Formal education is a vast world of approaches and perspectives. As The Alternative Education Resource Organization points out, methods, theories, ideas, programs, and practical applications abound—all with their own unique pros and cons. Some of these methodologies are as old as the hills, while others are still in their proverbial infancy.
One such educational method is the Montessori model. Developed in the early 1900s, popularity for this method has ebbed and flowed throughout the years. Recently, however, the Montessori ideal has made a bit of a comeback.
Parents and academic professionals should be aware of Montessori education so they can make well-informed educational decisions for the children in their care. This article will examine the Montessori educational model, the program’s recent influx in popularity, and what this method has achieved so far.
The Montessori Educational Model
So, what exactly is Montessori education?
LearningTheories explains the Montessori model, “The Montessori Method is an approach to education which emphasizes individuality and independence in learning. Children are seen as inherently curious and learning-driven. Thus, education is viewed as a process that should occur in harmony with the child’s individual developmental pace. It is a holistic approach emphasizing all aspects of development, rather than on attaining specific pieces of information.”
In 1897, Maria Montessori volunteered to join a research program through the University of Rome. As part of this research, she observed children confined in one of Rome’s mental asylums. Here, she noted an interesting problem. She felt that the children were not receiving enough environmental stimulation in their learning. This observation led her to develop what would later become known as her namesake educational model, the Montessori method. This educational approach focuses on a specifically prepared environment and students’ experimentation with and responses to materials and lessons.

--- Provided entries ---
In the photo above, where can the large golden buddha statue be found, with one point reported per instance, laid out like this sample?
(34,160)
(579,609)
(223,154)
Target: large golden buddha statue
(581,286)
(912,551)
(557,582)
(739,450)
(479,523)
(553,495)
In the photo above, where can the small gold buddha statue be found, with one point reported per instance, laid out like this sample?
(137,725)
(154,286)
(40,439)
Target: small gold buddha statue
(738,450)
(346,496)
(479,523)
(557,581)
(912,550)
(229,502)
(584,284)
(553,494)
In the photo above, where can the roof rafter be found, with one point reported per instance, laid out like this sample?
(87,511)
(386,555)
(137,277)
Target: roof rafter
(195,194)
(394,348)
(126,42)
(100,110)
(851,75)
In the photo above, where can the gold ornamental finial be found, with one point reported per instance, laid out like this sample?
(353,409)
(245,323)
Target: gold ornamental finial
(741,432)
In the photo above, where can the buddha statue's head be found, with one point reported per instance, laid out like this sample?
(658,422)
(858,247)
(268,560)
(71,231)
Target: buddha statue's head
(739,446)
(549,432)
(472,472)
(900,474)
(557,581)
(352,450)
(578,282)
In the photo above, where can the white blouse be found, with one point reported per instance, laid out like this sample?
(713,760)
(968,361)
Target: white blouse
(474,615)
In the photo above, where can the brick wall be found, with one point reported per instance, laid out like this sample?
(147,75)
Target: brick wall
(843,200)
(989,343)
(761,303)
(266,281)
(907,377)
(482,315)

--- Task list ---
1 - Write out everything in the Montessori article from "Parents and academic" down to "is Montessori education?", with both ends included.
2 - Multiply every coordinate in the answer points of the records by 0.3, rounding to whole numbers with halves going up. Then give everything from the line containing "In the photo above, where can the small" down to the end of the records, both ends included, with the requests kept in and their format samples left unchanged.

--- Responses per task ---
1 -
Parents and academic professionals should be aware of Montessori education so they can make well-informed educational decisions for the children in their care. This article will examine the Montessori educational model, the program’s recent influx in popularity, and what this method has achieved so far.
The Montessori Educational Model
So, what exactly is Montessori education?

2 -
In the photo above, where can the small gold buddha statue be found, with one point reported per instance, laid out like this sample?
(137,725)
(154,286)
(40,439)
Target: small gold buddha statue
(221,135)
(104,149)
(144,157)
(167,174)
(274,165)
(69,151)
(175,85)
(166,148)
In the photo above, where can the roof rafter be found, with one point reported per instance, laid out like this sample?
(87,511)
(386,555)
(137,277)
Target: roof rafter
(59,58)
(118,104)
(38,13)
(30,33)
(255,23)
In the photo above, where can the gold ornamental finial be found, with one point reported per instance, laid out like this sample?
(353,409)
(245,323)
Target: gold ornamental finial
(222,130)
In the photo above, where can the buddha statue's head be found, with one point reported per instance, laid out like this sample?
(658,422)
(858,247)
(268,560)
(71,231)
Target: buddha statue's head
(222,134)
(165,130)
(142,142)
(270,142)
(167,174)
(106,135)
(173,85)
In the photo above, where can the white blouse be found, with one point reported per instance, laid out like this sample?
(713,760)
(968,361)
Target: white blouse
(142,185)
In the photo above, where can the brick wall be found, with one point reported per instance, laid out like this sample?
(147,75)
Target: brick wall
(253,60)
(297,103)
(228,91)
(80,84)
(272,113)
(145,95)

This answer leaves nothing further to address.